Task input

──────

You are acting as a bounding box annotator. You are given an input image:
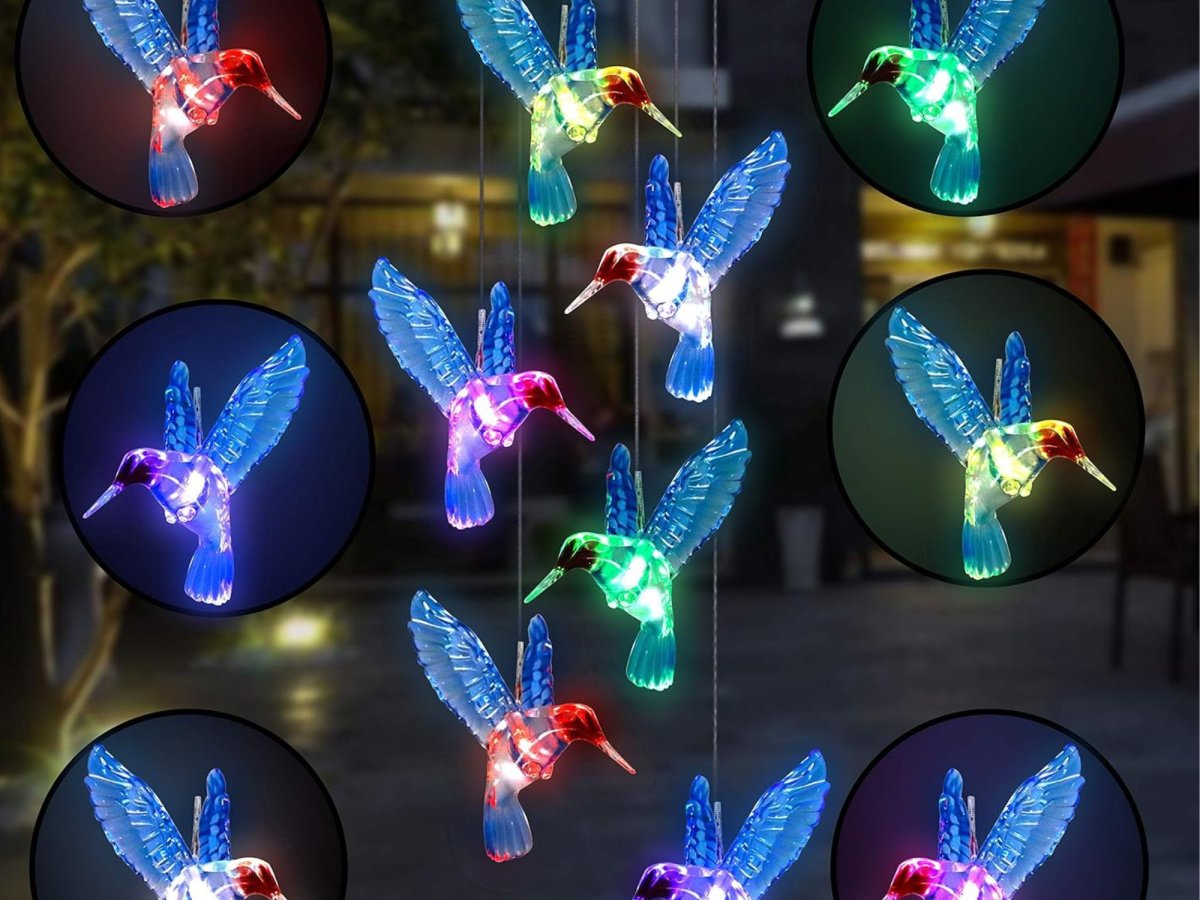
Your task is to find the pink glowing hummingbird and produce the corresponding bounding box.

──────

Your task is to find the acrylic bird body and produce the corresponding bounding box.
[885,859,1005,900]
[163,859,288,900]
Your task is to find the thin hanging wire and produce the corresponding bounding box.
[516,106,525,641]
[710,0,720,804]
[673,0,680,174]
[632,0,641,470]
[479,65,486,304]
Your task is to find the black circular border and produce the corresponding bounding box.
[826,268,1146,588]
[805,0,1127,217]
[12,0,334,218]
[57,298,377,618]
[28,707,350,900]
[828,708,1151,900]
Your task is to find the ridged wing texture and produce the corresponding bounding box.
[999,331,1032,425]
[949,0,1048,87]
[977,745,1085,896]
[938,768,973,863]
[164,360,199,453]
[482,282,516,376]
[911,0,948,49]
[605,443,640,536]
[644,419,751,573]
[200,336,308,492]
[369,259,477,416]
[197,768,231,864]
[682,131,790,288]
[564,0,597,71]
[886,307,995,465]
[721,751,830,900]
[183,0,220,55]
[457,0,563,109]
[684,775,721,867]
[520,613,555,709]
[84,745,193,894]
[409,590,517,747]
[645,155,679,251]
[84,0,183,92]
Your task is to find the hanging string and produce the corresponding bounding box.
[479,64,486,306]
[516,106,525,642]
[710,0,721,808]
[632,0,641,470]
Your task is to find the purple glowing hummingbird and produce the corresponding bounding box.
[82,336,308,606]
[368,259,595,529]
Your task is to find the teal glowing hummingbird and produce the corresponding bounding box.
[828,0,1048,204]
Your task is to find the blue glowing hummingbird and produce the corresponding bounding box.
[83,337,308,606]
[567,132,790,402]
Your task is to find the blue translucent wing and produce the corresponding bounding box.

──────

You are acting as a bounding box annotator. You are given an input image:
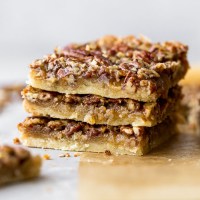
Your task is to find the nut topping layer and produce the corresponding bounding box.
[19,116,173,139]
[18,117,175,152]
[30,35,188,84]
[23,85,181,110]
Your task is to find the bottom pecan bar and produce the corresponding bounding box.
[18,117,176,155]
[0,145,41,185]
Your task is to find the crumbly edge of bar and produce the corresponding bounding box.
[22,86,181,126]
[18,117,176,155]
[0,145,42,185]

──────

An exact copy of the lines above between the line holding "Your task is to find the purple" and the line holding "Your task is to find the blue translucent", inclusive, is the whole answer.

Written response
Your task is to find the purple glowing hummingbird and produce the corresponding bounding box.
[82,336,308,606]
[368,259,595,529]
Your task is to find the teal glowing hummingbird and produce the corresponding bounding box.
[828,0,1048,204]
Your task is to find the blue glowing hummingbird and produce the corresponding bounding box.
[83,337,308,606]
[567,132,790,402]
Your task is to find the blue translucent wing and produce the corresponding bounding box.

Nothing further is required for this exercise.